Update the stretch from the line containing "Where can the man's" through the end of the records by replacing "purple" with "blue", leaving everything else as it is.

[Dataset entries]
## Begin

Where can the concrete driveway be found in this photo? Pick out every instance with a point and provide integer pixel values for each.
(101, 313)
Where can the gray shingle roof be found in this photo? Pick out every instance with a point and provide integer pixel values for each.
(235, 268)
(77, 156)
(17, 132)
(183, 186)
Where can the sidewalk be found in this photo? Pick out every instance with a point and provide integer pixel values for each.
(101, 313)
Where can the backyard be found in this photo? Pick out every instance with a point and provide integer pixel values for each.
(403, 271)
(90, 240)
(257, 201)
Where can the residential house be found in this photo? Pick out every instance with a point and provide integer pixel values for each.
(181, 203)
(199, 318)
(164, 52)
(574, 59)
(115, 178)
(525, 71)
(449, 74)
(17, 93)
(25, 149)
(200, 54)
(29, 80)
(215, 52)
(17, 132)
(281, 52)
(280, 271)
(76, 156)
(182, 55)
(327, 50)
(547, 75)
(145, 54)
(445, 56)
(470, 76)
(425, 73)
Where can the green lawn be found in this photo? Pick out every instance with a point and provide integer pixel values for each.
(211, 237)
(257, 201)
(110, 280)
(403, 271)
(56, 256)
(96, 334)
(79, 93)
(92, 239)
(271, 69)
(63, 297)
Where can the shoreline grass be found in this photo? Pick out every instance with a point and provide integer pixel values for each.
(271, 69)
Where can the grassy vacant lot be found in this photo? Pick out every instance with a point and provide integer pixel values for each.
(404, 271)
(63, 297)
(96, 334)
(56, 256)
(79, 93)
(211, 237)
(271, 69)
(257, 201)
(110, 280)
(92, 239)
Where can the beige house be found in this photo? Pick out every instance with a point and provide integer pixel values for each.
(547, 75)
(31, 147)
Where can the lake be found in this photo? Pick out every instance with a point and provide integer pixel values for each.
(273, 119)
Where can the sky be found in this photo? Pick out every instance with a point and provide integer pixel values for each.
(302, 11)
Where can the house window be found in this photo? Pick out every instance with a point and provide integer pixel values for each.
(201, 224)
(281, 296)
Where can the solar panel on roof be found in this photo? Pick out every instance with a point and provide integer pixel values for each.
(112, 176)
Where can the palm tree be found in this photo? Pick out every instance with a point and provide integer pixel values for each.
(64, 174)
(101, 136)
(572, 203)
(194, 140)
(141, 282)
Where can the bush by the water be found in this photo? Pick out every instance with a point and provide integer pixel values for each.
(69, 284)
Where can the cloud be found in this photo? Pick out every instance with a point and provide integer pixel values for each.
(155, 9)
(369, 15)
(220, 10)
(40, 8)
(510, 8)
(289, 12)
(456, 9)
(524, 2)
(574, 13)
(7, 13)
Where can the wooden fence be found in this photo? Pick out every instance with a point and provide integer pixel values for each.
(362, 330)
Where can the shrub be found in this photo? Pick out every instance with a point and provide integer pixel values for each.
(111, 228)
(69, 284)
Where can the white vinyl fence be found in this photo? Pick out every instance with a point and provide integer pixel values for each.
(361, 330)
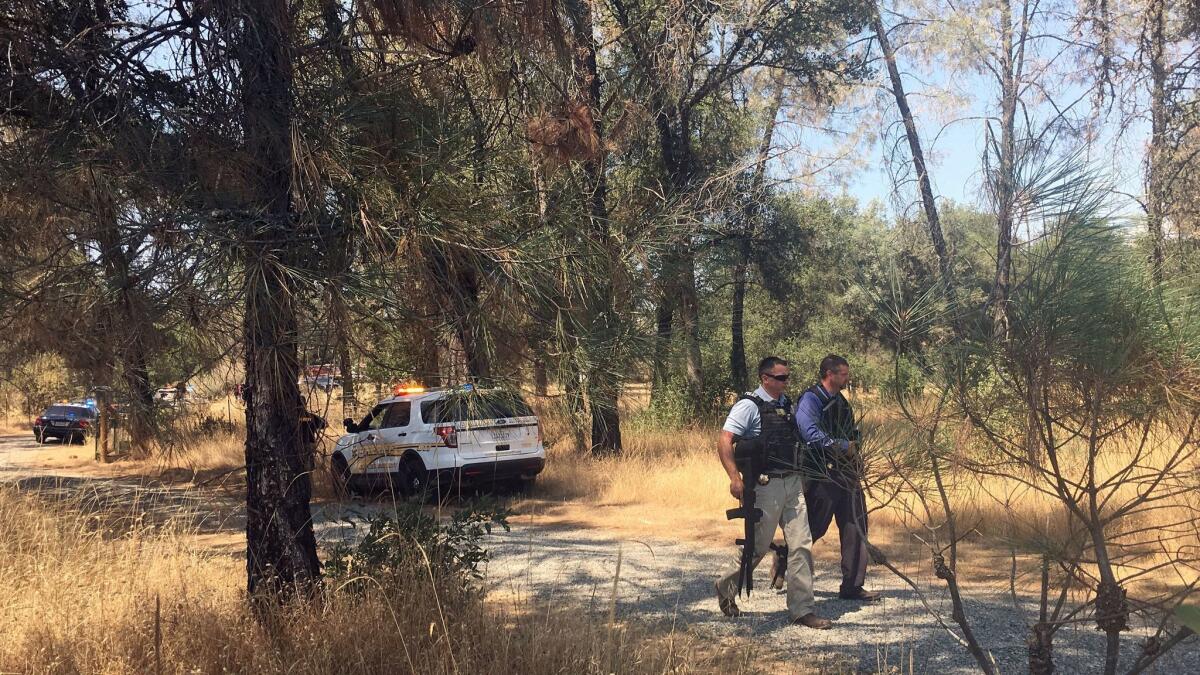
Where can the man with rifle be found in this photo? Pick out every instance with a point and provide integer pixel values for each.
(760, 449)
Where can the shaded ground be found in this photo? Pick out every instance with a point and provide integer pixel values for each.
(660, 580)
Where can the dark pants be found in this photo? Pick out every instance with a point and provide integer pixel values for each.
(841, 500)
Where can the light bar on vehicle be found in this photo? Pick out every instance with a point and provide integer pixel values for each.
(407, 388)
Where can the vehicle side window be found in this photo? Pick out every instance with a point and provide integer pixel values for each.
(372, 419)
(397, 414)
(433, 412)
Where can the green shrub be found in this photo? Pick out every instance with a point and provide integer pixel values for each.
(411, 539)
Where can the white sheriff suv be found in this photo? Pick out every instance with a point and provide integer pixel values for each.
(427, 443)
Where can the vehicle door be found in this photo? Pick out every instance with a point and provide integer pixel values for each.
(361, 442)
(495, 425)
(391, 436)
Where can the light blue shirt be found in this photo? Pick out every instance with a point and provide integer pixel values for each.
(744, 420)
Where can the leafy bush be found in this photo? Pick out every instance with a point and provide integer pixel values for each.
(409, 539)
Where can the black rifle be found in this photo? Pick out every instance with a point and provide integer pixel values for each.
(750, 457)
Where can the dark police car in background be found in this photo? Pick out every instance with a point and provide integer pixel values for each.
(65, 420)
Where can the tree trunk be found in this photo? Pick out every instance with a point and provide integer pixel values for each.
(679, 269)
(739, 377)
(342, 250)
(281, 550)
(105, 424)
(132, 315)
(689, 321)
(664, 333)
(924, 185)
(603, 381)
(1156, 199)
(457, 279)
(1003, 179)
(341, 320)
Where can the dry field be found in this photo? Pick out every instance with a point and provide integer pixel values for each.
(135, 597)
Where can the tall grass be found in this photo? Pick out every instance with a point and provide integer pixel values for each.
(88, 597)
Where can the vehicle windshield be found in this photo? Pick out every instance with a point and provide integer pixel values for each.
(474, 405)
(67, 411)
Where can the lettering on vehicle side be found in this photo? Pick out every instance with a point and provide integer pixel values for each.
(364, 457)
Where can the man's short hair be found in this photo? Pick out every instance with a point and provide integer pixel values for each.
(768, 364)
(831, 363)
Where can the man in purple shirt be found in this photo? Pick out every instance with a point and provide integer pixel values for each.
(833, 489)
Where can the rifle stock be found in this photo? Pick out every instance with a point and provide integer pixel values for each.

## End

§ RESPONSE BELOW
Where can the man's short hair be found in this photo? Pick out every instance with a point and provide integer pixel values for each.
(768, 364)
(831, 363)
Where can the man in blue shirt be found in this photo? Pick out every instance with a point and provide integer pixel values for each.
(833, 489)
Where can the rifle stock be found in this photo? Pick out every instance with a point and provide integer pixel values for each.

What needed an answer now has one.